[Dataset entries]
▼
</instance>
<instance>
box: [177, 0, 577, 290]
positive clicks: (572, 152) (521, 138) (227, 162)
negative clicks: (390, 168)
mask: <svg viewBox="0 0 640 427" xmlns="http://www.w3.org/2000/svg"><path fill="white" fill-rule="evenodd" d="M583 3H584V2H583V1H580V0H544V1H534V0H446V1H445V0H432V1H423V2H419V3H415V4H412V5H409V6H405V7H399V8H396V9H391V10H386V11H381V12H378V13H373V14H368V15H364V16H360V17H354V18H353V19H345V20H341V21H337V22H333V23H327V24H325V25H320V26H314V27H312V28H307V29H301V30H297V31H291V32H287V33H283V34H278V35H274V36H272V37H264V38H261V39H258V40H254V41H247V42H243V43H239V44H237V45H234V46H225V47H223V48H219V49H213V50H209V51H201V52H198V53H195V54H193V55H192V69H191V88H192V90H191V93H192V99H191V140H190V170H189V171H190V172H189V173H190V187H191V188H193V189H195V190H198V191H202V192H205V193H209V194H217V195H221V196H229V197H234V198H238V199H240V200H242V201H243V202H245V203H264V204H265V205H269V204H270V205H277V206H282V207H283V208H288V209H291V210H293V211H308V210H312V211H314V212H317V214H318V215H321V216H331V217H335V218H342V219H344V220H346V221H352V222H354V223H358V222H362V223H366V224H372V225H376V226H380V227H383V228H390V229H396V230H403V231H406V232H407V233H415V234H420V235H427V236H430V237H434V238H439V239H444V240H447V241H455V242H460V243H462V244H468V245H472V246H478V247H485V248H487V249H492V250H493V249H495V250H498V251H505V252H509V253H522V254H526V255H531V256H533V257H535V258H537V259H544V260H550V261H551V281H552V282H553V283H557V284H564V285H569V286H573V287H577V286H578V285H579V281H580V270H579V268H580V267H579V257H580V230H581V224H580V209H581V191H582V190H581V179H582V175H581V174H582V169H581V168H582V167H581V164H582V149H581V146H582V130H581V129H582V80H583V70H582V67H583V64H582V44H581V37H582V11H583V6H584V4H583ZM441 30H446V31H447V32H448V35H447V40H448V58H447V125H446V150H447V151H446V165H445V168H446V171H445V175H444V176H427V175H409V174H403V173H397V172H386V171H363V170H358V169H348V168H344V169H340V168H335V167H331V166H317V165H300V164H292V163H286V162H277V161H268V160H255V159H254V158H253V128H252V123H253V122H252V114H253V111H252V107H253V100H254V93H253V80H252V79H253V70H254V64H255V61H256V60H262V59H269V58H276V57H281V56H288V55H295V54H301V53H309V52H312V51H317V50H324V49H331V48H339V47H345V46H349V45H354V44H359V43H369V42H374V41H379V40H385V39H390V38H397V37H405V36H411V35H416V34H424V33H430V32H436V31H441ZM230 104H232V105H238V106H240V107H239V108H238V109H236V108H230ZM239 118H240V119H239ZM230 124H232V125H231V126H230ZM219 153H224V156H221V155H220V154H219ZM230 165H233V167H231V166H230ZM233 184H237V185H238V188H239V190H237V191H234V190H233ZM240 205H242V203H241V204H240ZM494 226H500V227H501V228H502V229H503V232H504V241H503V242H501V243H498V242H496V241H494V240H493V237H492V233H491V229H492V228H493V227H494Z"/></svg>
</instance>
▲
Across the records above, return every line that contains the word "clicks".

Exercise output:
positive clicks: (572, 152) (521, 138) (227, 162)
negative clicks: (390, 168)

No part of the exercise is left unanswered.